:: Location annotation dataset excerpts ::
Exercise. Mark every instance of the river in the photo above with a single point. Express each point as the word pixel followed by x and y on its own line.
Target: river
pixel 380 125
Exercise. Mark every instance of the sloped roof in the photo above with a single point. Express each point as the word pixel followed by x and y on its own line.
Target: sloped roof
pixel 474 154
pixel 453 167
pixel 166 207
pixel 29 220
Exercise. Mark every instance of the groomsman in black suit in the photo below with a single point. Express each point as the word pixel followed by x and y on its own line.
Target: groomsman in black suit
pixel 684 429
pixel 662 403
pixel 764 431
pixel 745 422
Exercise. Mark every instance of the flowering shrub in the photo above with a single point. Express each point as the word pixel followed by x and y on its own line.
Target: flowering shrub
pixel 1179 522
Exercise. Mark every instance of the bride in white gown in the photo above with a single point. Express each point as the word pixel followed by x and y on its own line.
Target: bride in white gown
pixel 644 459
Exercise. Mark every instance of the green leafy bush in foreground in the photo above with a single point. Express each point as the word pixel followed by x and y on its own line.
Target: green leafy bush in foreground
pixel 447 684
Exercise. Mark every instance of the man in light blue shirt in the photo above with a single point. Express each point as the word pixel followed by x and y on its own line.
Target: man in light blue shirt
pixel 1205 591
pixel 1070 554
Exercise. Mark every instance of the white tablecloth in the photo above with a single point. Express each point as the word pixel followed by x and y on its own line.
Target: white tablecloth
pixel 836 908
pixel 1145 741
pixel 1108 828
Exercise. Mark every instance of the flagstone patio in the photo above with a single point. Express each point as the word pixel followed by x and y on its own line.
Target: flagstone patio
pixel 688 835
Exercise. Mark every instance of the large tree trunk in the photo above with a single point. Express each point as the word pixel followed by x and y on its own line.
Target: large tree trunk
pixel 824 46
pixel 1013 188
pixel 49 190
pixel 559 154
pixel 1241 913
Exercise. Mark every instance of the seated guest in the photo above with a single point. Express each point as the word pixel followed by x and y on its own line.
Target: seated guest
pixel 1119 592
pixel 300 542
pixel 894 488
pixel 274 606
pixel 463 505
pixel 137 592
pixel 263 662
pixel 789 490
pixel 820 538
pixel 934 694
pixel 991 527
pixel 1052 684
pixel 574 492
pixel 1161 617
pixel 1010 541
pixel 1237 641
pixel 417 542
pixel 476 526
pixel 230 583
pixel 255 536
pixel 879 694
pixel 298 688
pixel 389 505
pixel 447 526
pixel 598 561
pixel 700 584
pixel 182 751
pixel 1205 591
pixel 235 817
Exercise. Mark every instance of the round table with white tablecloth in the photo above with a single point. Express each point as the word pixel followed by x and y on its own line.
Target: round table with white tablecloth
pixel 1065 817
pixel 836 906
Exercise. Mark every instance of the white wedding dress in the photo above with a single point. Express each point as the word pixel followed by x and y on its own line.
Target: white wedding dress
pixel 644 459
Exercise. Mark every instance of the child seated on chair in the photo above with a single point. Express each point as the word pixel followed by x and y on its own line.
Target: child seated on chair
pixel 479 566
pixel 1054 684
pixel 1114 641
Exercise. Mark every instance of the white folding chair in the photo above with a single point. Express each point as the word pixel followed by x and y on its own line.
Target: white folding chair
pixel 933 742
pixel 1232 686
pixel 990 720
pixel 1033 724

:: WHAT YOU HAVE TO DO ::
Rewrite these lines, switching every "Exercise" to "Task" across all the records and leaving everything else unchanged.

:: ANSWER TO THE TASK ::
Task. Mark every instance of the river in the photo above with a single point. Express each point as the word pixel followed by x and y on its own line.
Target: river
pixel 380 125
Task. Mark every instance of the sloped roof in the photo above with a single point. Express each point as the word pixel followed by x and y on its own line.
Target: sloped roof
pixel 474 154
pixel 453 167
pixel 166 207
pixel 29 220
Task. Mark every instance of the groomsman in black suit in the photo below with a single point. Express each point as the word pixel followed by x and y on its own line.
Target: groomsman in black suit
pixel 684 429
pixel 662 403
pixel 764 431
pixel 745 422
Task. Mark every instance of the flowering shrub in the photo above with a single point. Express each point as the word pixel followed by x and y on its own line.
Target: flowering shrub
pixel 1179 522
Task. Mark every instance of the bride in white gown in the photo above with a single point. Express each point as the word pixel followed by x and y on its own line.
Target: bride in white gown
pixel 644 459
Task. Mark every instance of the green leafy bush in foreground in the photo above with a single point. Express each point as the word pixel followed by x and y on its own line.
Target: green leafy bush in foreground
pixel 447 684
Task. Mark every instance of the man in light blue shirt in the photo above with a single point. Express each point as the word pixel followed by x and y on its own line.
Target: man in light blue shirt
pixel 1205 591
pixel 1070 554
Task. Mark every instance of the white tablecloth in the photo above with a single point. Express each point as the word pixel followed by x and y on its own line.
Target: white tablecloth
pixel 836 908
pixel 1145 741
pixel 1108 828
Task. Mark every instance of the flagstone patio in the photo above with a single point. Express each point as the word pixel followed by x and y on its own line.
Target: flagstone patio
pixel 688 835
Task. Mark every instance of the large tree trunk in the photo above with a single point. Express each point as the word pixel followed by x and y on its own line.
Target: large tree trunk
pixel 824 46
pixel 1013 188
pixel 49 190
pixel 559 154
pixel 1241 913
Task. Mark every instance of the seated guest in the photo above with a single point. Express each point as the word pixel followed by x and y on its own line.
Target: seated guest
pixel 1119 592
pixel 300 542
pixel 894 488
pixel 274 606
pixel 463 505
pixel 137 592
pixel 263 662
pixel 789 490
pixel 820 538
pixel 934 694
pixel 991 527
pixel 1052 684
pixel 574 492
pixel 1161 617
pixel 1010 541
pixel 1237 641
pixel 417 542
pixel 476 526
pixel 230 583
pixel 255 536
pixel 879 694
pixel 298 688
pixel 389 505
pixel 447 526
pixel 598 561
pixel 700 584
pixel 182 751
pixel 1205 591
pixel 235 817
Task. Mark every instance of the round table with white tablecloth in the photo above with a single point. Express each point as the word pixel followed by x and y on its own line.
Target: round table with white tablecloth
pixel 1065 817
pixel 836 906
Task. Mark every instance of the white wedding dress in the photo above with a single point. Express each point as the word pixel followed by x and y on its own line.
Target: white wedding dress
pixel 644 459
Task. Mark every instance of the child seated on chair in the photo above with a single point. Express each point as the word pixel followed by x and y on its own line.
Target: child seated on chair
pixel 479 566
pixel 1054 684
pixel 1114 641
Task. Mark every instance of the white folding chair in the photo above with a single point. Express each point as the word pixel followed by x and y on its own line.
Target: white folding chair
pixel 933 742
pixel 1232 686
pixel 990 720
pixel 1033 724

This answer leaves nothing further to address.